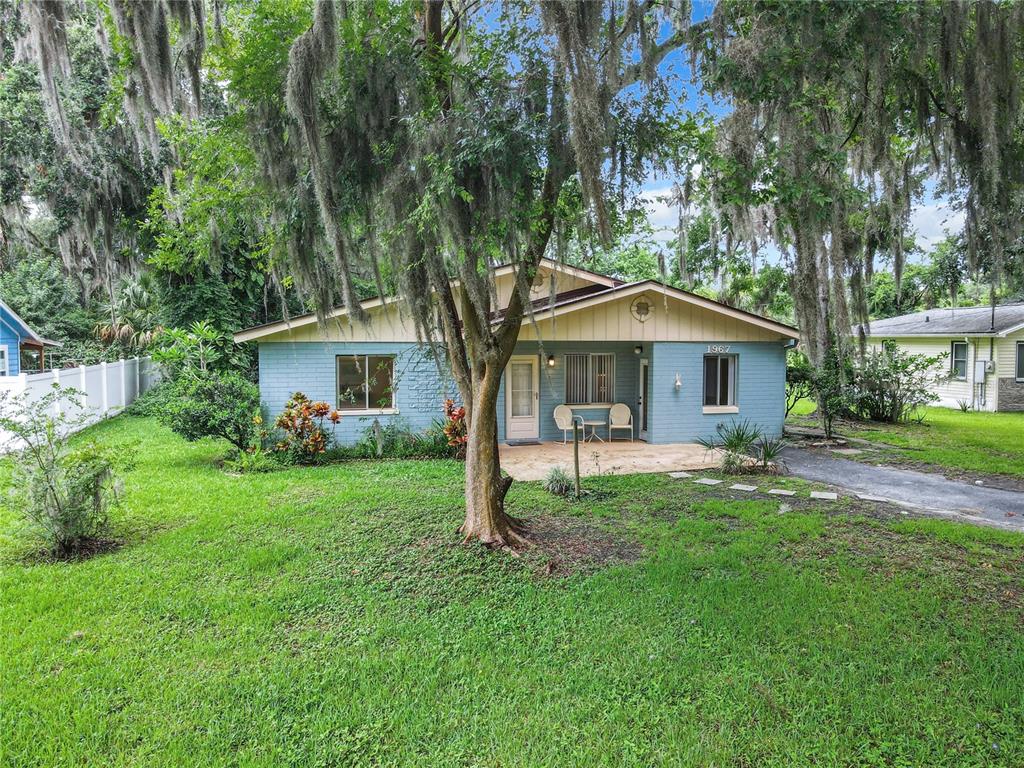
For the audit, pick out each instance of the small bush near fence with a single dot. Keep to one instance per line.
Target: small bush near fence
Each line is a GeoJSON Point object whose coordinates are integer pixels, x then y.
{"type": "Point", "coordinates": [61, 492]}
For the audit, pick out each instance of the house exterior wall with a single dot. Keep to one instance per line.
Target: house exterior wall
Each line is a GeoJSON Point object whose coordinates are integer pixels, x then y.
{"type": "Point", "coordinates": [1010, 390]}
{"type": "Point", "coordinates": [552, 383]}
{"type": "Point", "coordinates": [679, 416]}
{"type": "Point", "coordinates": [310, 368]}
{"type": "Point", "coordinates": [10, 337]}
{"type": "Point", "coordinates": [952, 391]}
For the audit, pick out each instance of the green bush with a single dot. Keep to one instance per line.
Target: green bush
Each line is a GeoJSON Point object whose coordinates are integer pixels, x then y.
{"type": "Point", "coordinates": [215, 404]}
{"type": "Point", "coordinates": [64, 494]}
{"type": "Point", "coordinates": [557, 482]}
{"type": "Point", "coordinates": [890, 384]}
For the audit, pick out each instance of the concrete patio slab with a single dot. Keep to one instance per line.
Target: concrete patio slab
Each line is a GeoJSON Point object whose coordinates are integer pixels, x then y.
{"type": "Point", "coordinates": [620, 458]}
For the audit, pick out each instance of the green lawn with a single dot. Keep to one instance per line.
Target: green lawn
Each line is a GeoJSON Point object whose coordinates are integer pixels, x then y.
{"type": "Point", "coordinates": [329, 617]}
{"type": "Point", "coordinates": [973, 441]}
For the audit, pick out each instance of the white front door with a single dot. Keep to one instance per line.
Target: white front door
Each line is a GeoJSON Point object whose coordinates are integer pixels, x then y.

==

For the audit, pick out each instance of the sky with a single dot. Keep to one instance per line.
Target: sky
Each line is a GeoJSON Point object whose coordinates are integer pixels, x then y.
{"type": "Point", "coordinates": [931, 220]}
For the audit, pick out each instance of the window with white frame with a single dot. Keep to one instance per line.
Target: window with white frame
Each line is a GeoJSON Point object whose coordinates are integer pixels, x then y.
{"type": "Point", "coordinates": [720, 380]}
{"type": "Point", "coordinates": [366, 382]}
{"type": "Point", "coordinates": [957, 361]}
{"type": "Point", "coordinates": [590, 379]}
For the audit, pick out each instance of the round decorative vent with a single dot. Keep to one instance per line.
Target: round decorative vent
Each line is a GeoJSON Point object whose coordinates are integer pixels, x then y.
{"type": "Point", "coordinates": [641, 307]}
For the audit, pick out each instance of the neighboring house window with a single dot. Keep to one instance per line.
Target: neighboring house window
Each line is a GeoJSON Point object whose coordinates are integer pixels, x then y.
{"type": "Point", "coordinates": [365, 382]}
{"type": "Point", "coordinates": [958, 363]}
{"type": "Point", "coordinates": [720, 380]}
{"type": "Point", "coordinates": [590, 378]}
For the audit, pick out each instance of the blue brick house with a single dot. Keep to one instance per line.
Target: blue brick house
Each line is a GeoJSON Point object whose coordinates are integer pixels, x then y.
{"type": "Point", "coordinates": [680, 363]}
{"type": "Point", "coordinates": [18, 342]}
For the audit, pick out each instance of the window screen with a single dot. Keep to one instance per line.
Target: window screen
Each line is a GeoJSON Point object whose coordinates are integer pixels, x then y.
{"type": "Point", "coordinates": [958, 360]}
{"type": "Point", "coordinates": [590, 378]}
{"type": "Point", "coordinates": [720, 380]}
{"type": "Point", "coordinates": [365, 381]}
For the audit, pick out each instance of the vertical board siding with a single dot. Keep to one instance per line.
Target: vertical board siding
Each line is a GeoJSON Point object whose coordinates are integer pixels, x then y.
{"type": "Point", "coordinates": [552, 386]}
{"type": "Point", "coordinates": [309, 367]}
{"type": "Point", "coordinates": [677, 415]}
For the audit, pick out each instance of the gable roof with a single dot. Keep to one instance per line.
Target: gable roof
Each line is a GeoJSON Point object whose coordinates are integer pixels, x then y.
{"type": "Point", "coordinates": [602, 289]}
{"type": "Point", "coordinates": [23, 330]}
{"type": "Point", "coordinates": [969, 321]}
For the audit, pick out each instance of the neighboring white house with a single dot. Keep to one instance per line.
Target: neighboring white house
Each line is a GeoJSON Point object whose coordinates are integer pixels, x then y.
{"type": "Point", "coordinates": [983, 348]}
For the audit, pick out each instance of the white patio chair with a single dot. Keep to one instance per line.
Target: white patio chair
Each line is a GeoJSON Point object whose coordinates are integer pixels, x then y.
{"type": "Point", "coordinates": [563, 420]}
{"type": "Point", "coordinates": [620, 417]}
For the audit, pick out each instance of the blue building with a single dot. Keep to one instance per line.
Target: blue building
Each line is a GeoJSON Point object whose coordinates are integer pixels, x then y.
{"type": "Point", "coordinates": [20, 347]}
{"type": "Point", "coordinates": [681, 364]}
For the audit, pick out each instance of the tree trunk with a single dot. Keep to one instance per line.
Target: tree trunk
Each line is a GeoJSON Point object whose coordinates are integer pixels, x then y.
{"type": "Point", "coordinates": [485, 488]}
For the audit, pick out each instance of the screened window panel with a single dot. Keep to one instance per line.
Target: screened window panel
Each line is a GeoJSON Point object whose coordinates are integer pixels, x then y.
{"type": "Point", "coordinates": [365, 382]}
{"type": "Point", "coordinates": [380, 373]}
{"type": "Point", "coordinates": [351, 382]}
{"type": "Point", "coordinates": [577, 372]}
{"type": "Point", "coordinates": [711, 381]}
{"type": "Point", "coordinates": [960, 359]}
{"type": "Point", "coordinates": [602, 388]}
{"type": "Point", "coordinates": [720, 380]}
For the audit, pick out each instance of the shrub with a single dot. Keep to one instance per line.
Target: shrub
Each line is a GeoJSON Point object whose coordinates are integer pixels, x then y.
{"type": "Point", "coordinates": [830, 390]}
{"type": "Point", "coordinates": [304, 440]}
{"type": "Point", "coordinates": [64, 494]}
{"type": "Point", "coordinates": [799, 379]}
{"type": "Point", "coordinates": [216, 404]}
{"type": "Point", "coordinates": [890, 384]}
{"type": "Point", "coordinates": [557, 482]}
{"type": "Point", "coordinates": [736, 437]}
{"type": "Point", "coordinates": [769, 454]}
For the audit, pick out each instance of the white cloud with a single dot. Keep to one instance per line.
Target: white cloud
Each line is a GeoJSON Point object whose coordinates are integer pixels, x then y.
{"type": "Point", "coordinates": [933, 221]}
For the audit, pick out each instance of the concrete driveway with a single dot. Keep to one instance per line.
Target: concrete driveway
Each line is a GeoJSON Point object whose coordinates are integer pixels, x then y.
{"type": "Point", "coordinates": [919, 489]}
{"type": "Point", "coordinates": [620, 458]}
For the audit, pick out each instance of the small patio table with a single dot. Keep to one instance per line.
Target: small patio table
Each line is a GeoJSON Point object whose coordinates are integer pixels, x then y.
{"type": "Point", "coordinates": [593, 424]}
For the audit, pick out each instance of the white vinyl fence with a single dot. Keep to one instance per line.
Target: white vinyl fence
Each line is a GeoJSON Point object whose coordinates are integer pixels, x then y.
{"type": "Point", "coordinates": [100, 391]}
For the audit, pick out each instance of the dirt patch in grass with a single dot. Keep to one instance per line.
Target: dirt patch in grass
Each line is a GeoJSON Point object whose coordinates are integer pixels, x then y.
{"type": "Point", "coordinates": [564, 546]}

* * *

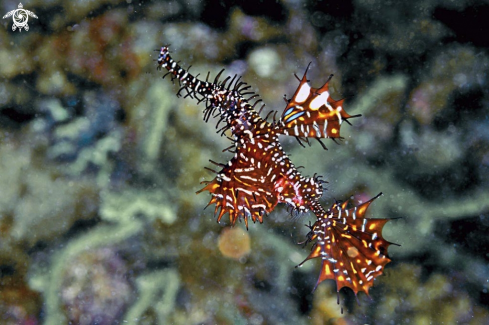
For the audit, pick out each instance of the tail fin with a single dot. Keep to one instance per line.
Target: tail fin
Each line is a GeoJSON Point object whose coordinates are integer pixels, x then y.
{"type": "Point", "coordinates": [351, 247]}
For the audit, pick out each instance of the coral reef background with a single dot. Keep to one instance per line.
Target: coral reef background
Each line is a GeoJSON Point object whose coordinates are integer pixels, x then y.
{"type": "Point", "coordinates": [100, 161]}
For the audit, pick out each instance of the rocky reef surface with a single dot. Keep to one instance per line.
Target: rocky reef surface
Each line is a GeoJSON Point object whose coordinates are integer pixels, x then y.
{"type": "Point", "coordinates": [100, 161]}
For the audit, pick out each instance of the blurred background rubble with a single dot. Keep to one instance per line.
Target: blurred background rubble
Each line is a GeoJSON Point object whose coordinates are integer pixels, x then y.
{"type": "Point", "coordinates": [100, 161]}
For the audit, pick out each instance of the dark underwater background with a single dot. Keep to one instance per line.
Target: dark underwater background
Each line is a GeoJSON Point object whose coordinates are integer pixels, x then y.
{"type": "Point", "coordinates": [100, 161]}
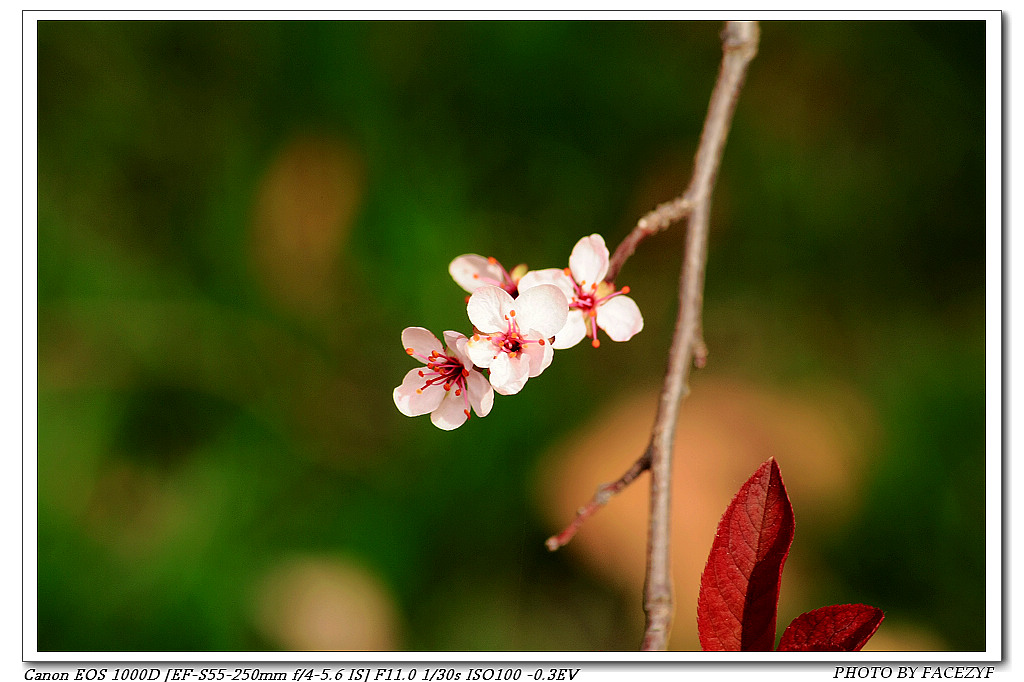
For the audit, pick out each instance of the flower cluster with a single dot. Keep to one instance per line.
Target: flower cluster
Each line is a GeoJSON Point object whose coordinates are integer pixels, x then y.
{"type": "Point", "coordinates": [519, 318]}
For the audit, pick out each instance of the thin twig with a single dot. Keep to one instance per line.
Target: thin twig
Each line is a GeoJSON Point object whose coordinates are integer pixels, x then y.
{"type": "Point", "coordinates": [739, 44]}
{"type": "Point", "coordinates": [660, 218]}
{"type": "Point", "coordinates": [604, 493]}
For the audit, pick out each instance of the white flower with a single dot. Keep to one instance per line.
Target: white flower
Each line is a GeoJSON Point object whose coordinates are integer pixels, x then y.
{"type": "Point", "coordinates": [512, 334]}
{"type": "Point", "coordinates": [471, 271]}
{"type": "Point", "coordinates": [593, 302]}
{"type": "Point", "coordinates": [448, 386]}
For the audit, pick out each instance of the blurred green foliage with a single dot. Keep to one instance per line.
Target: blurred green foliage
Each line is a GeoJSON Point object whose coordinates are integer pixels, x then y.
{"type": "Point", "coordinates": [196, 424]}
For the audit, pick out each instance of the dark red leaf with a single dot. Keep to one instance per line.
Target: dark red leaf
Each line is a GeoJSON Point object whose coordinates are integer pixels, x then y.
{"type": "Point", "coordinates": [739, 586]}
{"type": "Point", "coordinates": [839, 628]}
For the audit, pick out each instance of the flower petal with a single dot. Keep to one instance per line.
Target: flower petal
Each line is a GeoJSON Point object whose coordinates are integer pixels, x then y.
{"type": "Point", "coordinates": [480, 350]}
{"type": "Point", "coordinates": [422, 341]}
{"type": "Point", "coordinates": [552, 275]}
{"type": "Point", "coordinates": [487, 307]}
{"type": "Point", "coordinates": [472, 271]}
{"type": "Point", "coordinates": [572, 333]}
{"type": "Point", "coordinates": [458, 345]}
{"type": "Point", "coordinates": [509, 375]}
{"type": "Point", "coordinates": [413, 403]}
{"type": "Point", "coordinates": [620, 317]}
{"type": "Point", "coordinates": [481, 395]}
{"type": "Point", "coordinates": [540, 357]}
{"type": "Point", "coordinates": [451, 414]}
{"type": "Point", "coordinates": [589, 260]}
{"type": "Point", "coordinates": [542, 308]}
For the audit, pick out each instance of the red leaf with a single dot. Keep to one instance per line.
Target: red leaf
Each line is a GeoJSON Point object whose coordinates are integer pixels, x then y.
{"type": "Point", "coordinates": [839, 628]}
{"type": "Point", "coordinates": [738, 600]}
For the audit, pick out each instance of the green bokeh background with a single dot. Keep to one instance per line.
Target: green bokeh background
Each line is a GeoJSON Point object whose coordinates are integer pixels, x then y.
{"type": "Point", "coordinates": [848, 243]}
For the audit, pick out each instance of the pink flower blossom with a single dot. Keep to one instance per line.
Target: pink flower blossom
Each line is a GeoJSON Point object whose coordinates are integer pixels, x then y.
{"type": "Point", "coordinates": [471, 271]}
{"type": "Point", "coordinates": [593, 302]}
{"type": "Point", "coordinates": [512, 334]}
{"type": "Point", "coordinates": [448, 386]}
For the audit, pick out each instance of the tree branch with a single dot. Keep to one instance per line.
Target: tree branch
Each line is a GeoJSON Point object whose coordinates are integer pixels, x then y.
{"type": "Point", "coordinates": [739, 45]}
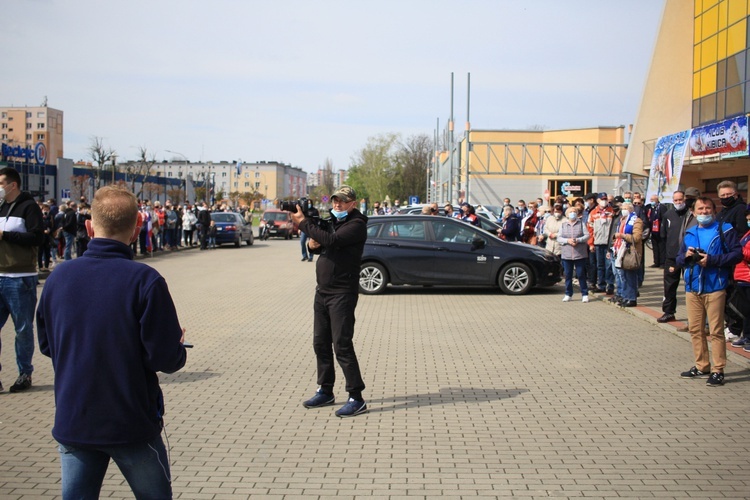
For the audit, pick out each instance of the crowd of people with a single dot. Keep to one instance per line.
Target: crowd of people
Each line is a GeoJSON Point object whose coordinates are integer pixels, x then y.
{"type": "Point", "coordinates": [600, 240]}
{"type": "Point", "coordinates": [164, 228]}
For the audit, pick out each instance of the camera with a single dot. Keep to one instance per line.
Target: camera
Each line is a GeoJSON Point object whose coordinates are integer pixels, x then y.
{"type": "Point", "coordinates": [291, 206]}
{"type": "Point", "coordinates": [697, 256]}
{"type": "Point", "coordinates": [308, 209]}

● WHAT YOU WILL DO:
Which lines in the entries above contain the word "crowd"? Find each one and copy it out in full.

● TASK ANSWER:
For the audit, pick out each instance of the crowd of people with a single dot. Keep to one instance per line.
Target: crowd of people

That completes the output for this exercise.